§ **Excerpted passage**:
----------

PORTLAND, Maine — When the pandemic shut down businesses in March, it didn’t give Michelle Souliere a break from running her independent book store.
Exhausted and stressed, Souliere worked “like a maniac” for months after the city shutdowns, filing mail orders, setting up online systems and researching coronavirus safety protocols.
When the shop reopened in July, she found it surreal when customers would ask her how her “time off” was.
They were “completely oblivious to the fight for survival that small business owners in town had been undergoing,” she said.
Portland small-business owners, like Souliere at the Green Hand Bookshop, are in a tough predicament. Many supported the citywide movement that established wage increases and hazard pay for workers at high-risk jobs, which Portland voters passed by a 62-38 margin in November.
Souliere said it’s unfair to put employees in situations where they aren’t earning a living wage, especially while they remain at higher risk for coronavirus as front-line workers during the pandemic.
At the same time, she and others are trying to keep their businesses afloat without laying off workers since unemployment benefits are set to expire and Senate Majority Leader Mitch McConnell, R-Kentucky, shelved talks of a federal relief package months ago.
But as new coronavirus cases peak, the winter retail season looks bleak for small-business owners, who often work alongside the few workers they employ.
Souliere says she and her husband, Coast City Comics’ owner Tristan Gallagher, have been “ahead of the curve” on the minimum wage issue because they recognize that the current $12 rate is not a living wage — “especially in Portland where housing costs are so out of control,” Souliere said.

----------

§ **Stored data**:
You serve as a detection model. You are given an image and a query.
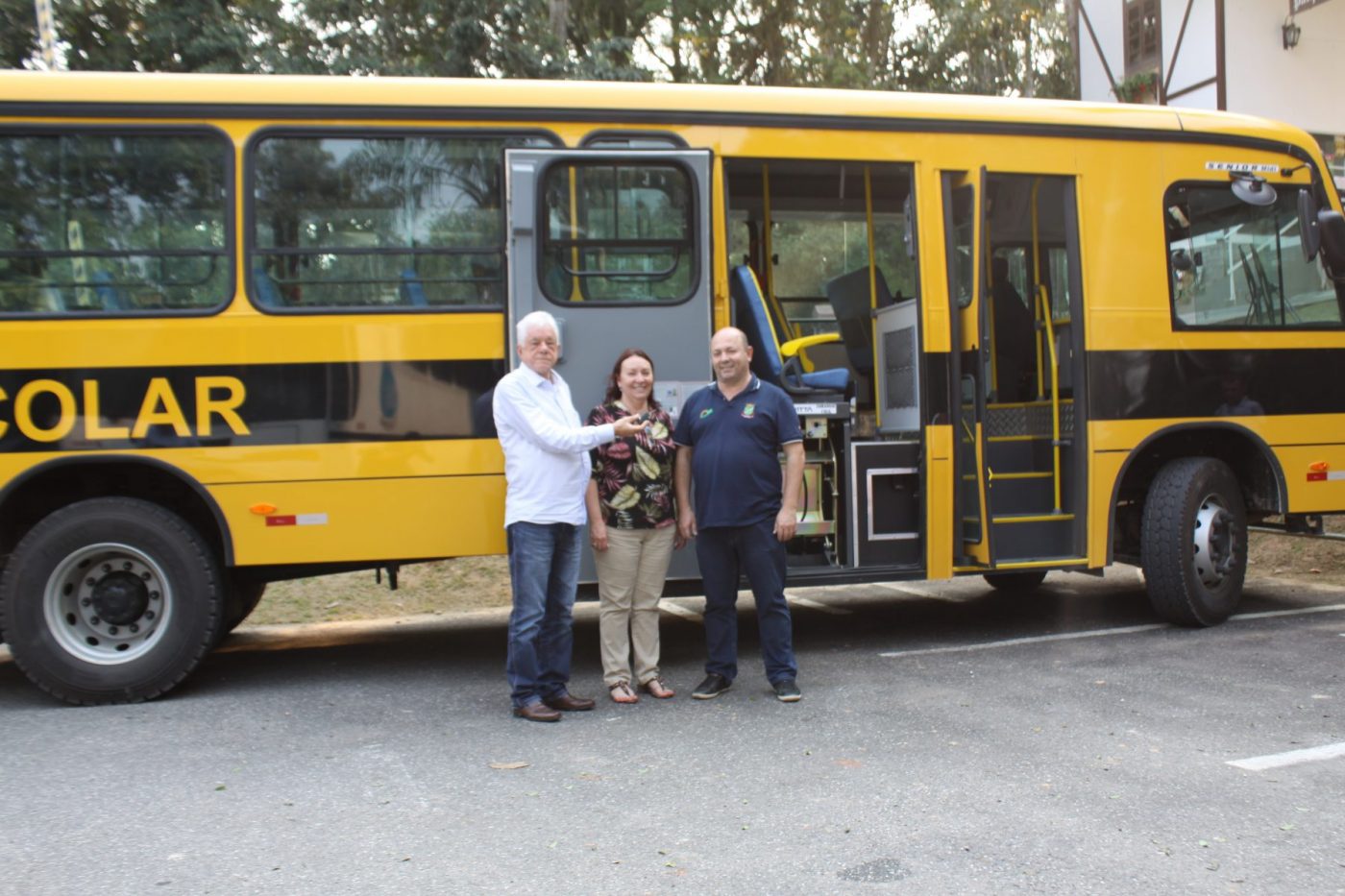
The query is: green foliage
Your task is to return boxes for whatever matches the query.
[0,0,1076,97]
[1111,71,1158,102]
[0,0,37,68]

----------

§ **What to work on**:
A. Answer these questions from the article on Portland small businesses:
(i) In what month did Souliere's shop reopen?
(ii) By what margin did Portland voters pass the wage increases and hazard pay?
(iii) What is the current minimum wage rate Souliere says is not a living wage?
B. Can you copy the part of the article on Portland small businesses that starts with "Souliere said it’s" and ends after "workers they employ."?
C. Could you continue the article on Portland small-business owners from its final sentence?

§ **Answers for each item**:
A.
(i) July
(ii) 62-38
(iii) $12

B.
Souliere said it’s unfair to put employees in situations where they aren’t earning a living wage, especially while they remain at higher risk for coronavirus as front-line workers during the pandemic.
At the same time, she and others are trying to keep their businesses afloat without laying off workers since unemployment benefits are set to expire and Senate Majority Leader Mitch McConnell, R-Kentucky, shelved talks of a federal relief package months ago.
But as new coronavirus cases peak, the winter retail season looks bleak for small-business owners, who often work alongside the few workers they employ.

C.
They’re both working “more than full-time” and keeping very few on payroll. Right now, she employs one and Gallagher employs three.
When the state last week announced a second round of Economic Recovery grants would be issued from federal CARES Act funds, Souliere was relieved to get a portion of the $54-million package.
“We can pay some of that pileup of bills and debt now.” she said. “I feel like I’m not hanging from quite as thin a thread as I was before.”
Noah Defilippis, who owns the independent gift shop store Pinecone + Chickadee, sees those grants as necessary to fill the gap for small-business owners, and loosen the tension between them and workers.
“There needs to be more of that to support local businesses so they don’t feel like they need to lay off employees,” said Defilippis, who supported higher wages for Portland workers. “This year we are looking to hopefully just break even and be able to help out our staff in any way we can.”